Page excerpt
----------------

Hello everyone,
I would like to identify the most conserved (and by the way, the most variable) sites in a multiple alignment of DNA genomic sequences with annotation information.
My final goal is to reconstruct the phylogenetic tree of a plant genus containing around 100 species. I have genomic data for only 15 of them (draft genomes). I selected about 1000 genes shared by the 15 and now I want to identify variable regions flanked by conserved ones in those 1000 genes. Indeed, I will then assume that those particular regions also exist in the 100 species. I’m interested in variable regions flanked by conserved ones because I will further design primers in the conserved parts and then amplify those regions for the species which have no genome sequenced. I guess the exon will be more conserved than the intron that’s why I need annotation information on the multiple alignments. For instance, it could be a multiple alignment with an annotation layer linked to a conserved profile.
So my question is: do you know software (command line ideally) that can perform this task?
Any suggestions will be appreciated.

----------------

Data for review
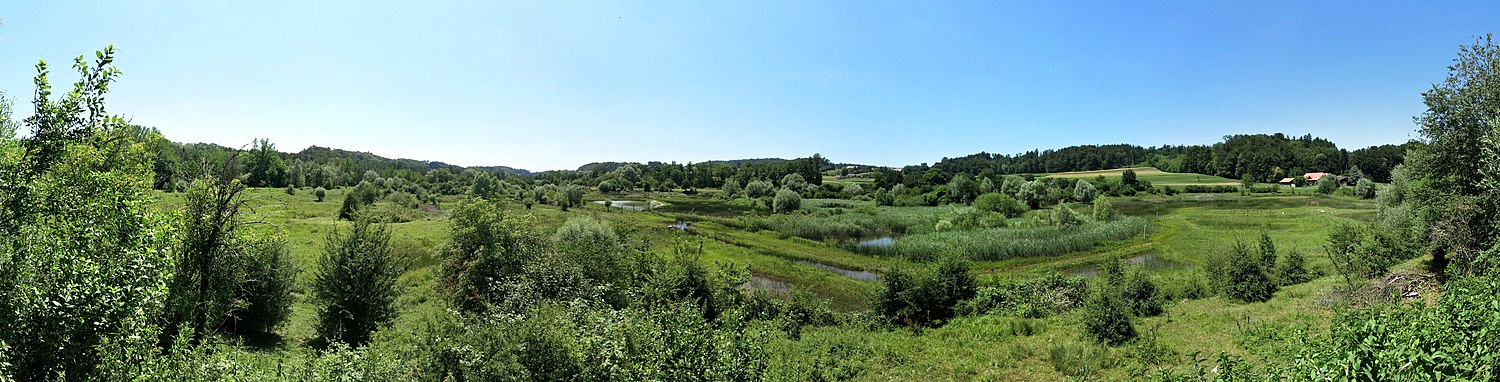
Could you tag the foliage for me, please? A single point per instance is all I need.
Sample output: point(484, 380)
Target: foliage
point(1362, 252)
point(356, 283)
point(1010, 243)
point(786, 199)
point(924, 297)
point(1085, 192)
point(1241, 274)
point(1103, 210)
point(1365, 189)
point(999, 202)
point(1328, 185)
point(83, 261)
point(485, 247)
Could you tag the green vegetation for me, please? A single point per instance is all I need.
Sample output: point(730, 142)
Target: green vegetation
point(971, 268)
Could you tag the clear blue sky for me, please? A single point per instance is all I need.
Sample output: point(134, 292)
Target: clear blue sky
point(558, 84)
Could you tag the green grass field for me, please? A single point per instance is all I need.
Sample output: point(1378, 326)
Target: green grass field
point(1157, 177)
point(1182, 229)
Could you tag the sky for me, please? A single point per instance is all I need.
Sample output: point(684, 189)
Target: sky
point(558, 84)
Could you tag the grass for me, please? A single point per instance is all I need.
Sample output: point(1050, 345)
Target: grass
point(1182, 228)
point(1157, 177)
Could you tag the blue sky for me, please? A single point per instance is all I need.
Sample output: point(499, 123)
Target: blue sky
point(558, 84)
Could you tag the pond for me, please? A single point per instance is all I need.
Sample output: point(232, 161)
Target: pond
point(1151, 261)
point(756, 282)
point(849, 273)
point(632, 205)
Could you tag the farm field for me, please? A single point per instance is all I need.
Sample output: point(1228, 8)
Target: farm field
point(1179, 232)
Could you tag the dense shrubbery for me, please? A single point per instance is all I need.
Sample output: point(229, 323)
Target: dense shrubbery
point(924, 297)
point(356, 283)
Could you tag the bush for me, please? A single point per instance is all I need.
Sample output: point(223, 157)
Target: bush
point(786, 199)
point(356, 283)
point(1365, 189)
point(1106, 318)
point(1103, 210)
point(1362, 252)
point(1239, 274)
point(1085, 192)
point(1328, 185)
point(485, 247)
point(927, 297)
point(999, 202)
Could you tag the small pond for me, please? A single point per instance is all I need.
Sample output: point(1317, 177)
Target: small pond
point(1151, 261)
point(849, 273)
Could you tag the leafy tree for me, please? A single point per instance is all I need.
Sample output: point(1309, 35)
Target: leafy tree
point(999, 202)
point(1328, 185)
point(1365, 189)
point(786, 201)
point(1103, 211)
point(759, 189)
point(485, 249)
point(356, 283)
point(852, 191)
point(1032, 193)
point(1085, 192)
point(264, 165)
point(1241, 274)
point(84, 261)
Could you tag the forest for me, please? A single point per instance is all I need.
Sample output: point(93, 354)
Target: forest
point(129, 256)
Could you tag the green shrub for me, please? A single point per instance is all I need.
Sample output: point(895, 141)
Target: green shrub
point(1001, 204)
point(1239, 274)
point(1106, 318)
point(926, 297)
point(356, 283)
point(786, 199)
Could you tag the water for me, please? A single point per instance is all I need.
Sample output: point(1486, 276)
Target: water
point(633, 205)
point(756, 282)
point(1151, 261)
point(849, 273)
point(879, 241)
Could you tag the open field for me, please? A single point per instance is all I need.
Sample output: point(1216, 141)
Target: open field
point(1179, 229)
point(1157, 177)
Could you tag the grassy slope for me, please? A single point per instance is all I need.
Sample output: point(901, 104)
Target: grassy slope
point(1185, 229)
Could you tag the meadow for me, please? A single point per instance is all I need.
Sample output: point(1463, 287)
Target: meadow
point(1182, 229)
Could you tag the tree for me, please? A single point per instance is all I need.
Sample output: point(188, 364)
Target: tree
point(84, 256)
point(999, 202)
point(485, 249)
point(759, 189)
point(1085, 192)
point(1032, 193)
point(786, 201)
point(264, 165)
point(852, 191)
point(1103, 211)
point(1326, 185)
point(356, 283)
point(1365, 189)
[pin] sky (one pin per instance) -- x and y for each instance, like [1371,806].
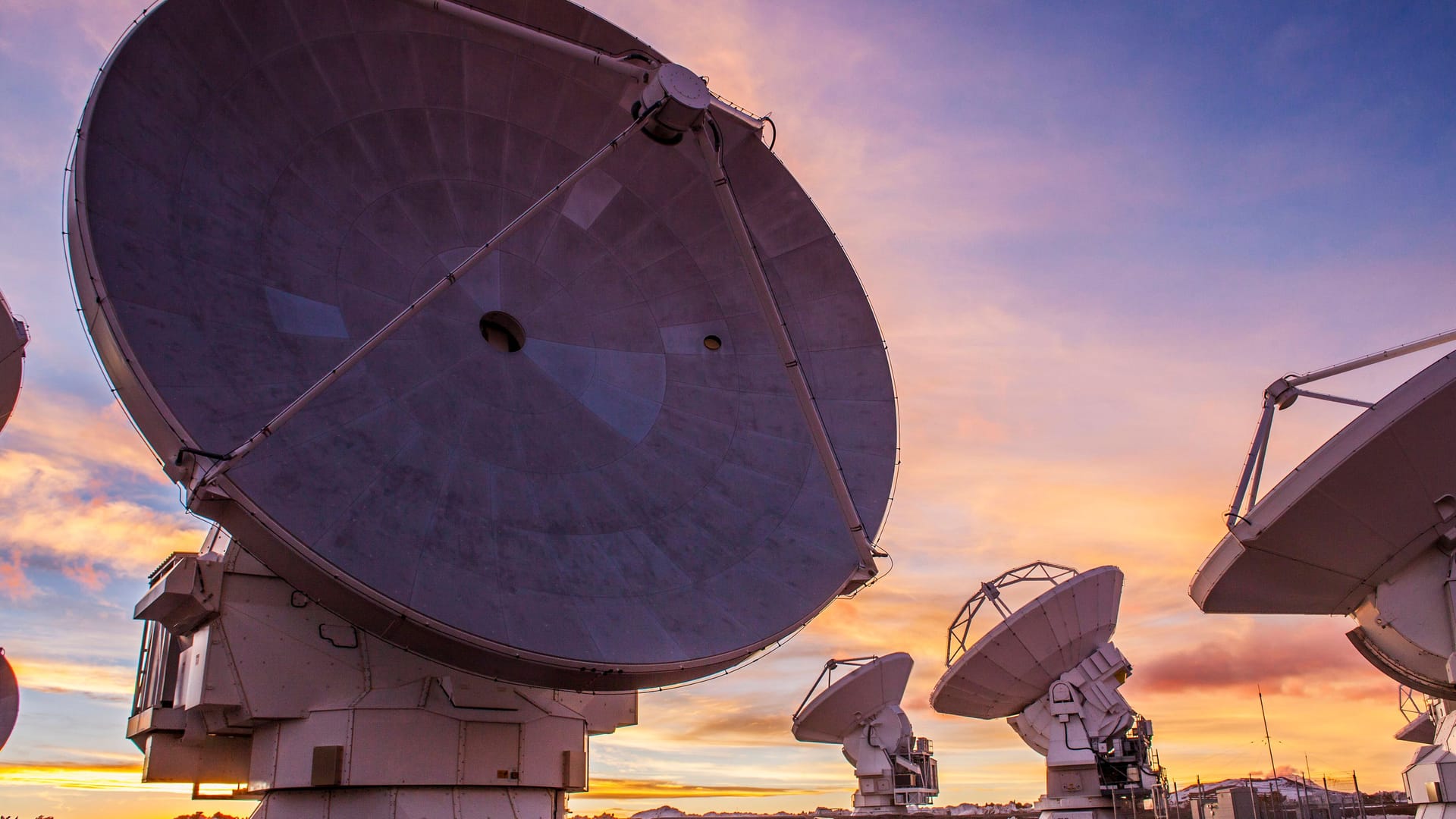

----------------

Exercise requirements
1. Do these statements agree with the alignment post? Answer yes or no for each, and quote the deciding words of the alignment post.
(a) The poster has genome data for all of the roughly 100 species in the genus.
(b) The poster expects exons to be more conserved than introns.
(c) The poster would prefer software with a graphical interface.
2. Can you write out, unchanged, the part of the alignment post that opens with the words containing "My final goal" and closes with "a conserved profile."?
You won't need the lines.

Responses in order
1.
(a) No: "I have genomic data for only 15 of them (draft genomes)."
(b) Yes: "I guess the exon will be more conserved than the intron"
(c) No: "command line ideally"

2.
My final goal is to reconstruct the phylogenetic tree of a plant genus containing around 100 species. I have genomic data for only 15 of them (draft genomes). I selected about 1000 genes shared by the 15 and now I want to identify variable regions flanked by conserved ones in those 1000 genes. Indeed, I will then assume that those particular regions also exist in the 100 species. I’m interested in variable regions flanked by conserved ones because I will further design primers in the conserved parts and then amplify those regions for the species which have no genome sequenced. I guess the exon will be more conserved than the intron that’s why I need annotation information on the multiple alignments. For instance, it could be a multiple alignment with an annotation layer linked to a conserved profile.